● **Task instructions**:
Using the passage on destiny and railways, answer each question.
(a) What does the passage say the human mind is?
(b) What does the world sometimes mistake for prescience?
(c) What does the passage call a railway?

There is a destiny that shapes our ends, but there is also a hilarity that sharpens our beginnings. Destiny is the effect to-morrow of the cause to-day, or the advance agent of Life's Circus. A laugh to-day waits round the corner until its owner catches up with it. Gloom is the hall-mark of cold feet or mud on the passage of time, but merriment is the elevator to the beauty parlours or the escalator to ecstacy. The world sometimes mistakes solemnity for solidity, and silence for prescience, when the goods are not in the van. The human mind is a goods van. There is always something fresh being dumped into it, and something else being shot out of it to make room for something fresh. We take in the goods and deliver the goods, but if the door is kept locked we have no goods to deliver because we have failed to take them in. Everyone takes a run up the main trunk of Life, but those who do it with a closed van might as well have rusted on the home siding.
A Run of Luck.
Next to running a circus or a boarding school for bolsheviks, running a railway is the most attractive attraction in traction. A railway is a run of luck.

● **Information provided**:

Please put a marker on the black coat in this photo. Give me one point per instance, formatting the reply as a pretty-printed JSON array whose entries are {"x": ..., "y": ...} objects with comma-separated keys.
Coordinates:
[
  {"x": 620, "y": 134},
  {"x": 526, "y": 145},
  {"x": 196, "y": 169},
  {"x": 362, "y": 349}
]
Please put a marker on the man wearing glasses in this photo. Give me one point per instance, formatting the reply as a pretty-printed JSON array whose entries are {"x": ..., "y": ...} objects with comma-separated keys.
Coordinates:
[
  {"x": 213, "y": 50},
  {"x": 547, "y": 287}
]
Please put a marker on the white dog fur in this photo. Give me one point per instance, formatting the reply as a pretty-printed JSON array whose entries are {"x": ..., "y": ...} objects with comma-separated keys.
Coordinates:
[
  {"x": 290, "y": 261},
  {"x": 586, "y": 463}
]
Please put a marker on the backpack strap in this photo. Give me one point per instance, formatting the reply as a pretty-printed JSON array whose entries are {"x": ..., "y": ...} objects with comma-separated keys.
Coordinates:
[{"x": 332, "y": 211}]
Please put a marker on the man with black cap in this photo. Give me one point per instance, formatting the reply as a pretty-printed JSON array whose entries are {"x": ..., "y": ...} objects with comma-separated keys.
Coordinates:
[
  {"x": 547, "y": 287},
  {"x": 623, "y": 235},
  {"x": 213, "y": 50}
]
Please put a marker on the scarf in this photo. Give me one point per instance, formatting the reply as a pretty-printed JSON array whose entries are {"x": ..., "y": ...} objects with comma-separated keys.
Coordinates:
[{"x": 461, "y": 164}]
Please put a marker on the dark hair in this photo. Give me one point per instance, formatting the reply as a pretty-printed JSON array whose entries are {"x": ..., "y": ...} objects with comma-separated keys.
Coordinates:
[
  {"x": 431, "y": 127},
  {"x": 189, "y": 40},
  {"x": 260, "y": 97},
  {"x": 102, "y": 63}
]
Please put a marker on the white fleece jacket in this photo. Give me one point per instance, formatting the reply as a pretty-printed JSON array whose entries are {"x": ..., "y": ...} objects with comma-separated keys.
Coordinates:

● **Task solution**:
(a) A goods van.
(b) Silence.
(c) A run of luck.